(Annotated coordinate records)
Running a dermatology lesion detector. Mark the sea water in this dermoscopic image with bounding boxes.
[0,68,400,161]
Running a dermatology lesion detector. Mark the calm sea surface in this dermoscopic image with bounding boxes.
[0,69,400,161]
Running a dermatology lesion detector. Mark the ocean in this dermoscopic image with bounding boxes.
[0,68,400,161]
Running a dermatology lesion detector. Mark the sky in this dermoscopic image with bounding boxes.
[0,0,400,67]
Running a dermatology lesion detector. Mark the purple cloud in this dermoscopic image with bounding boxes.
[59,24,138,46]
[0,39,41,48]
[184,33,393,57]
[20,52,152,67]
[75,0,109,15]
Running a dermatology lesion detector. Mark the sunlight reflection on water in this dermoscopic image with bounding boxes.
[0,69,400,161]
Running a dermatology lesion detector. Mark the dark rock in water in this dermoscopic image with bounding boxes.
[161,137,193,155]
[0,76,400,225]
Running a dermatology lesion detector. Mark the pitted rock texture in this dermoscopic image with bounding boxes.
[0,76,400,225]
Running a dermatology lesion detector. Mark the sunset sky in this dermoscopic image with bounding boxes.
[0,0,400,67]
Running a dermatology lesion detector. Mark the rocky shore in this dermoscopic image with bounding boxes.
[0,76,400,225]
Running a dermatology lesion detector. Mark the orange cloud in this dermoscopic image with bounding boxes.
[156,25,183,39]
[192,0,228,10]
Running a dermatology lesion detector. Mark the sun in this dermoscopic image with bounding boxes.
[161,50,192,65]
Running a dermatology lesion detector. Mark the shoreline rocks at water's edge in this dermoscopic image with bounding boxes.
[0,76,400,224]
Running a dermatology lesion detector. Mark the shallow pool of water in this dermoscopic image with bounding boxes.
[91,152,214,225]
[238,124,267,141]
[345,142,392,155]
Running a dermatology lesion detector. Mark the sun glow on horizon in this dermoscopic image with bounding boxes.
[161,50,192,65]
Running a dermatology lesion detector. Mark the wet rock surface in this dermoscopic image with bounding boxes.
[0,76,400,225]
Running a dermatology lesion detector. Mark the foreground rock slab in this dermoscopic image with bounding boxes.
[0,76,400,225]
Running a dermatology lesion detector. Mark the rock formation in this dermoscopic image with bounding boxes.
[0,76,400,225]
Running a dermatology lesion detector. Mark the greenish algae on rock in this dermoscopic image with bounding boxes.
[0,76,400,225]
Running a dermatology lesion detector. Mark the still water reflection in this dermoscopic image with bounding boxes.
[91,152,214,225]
---
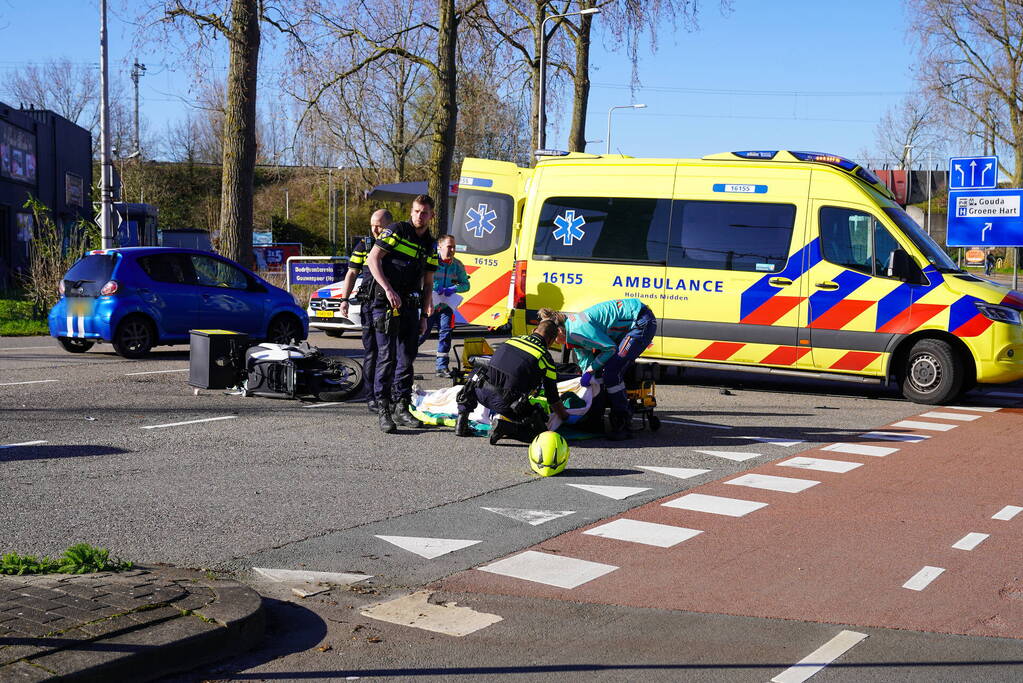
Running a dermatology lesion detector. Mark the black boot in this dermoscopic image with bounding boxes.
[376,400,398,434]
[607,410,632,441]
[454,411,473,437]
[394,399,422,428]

→ **Aim**
Could you rewrite the part of the material that opens with the line containing "Running a dermatology lesion detector. Mark the sunset" and closes with the line containing "[192,0,228,10]" as a JSON list of strings, one string per line, with blank lines left out?

→ **Solution to the problem**
[
  "Running a dermatology lesion detector. Mark the sunset sky in this dermoscopic image with bounding boxes.",
  "[0,0,400,67]",
  "Running a dermatology lesion detector. Mark the rocky shore in this dermoscopic image with bounding boxes.",
  "[0,76,400,225]",
  "Running a dermatology lesion detector. Mark the orange cloud in this dermoscopic image with bounding boxes.",
  "[156,25,183,39]",
  "[192,0,228,10]"
]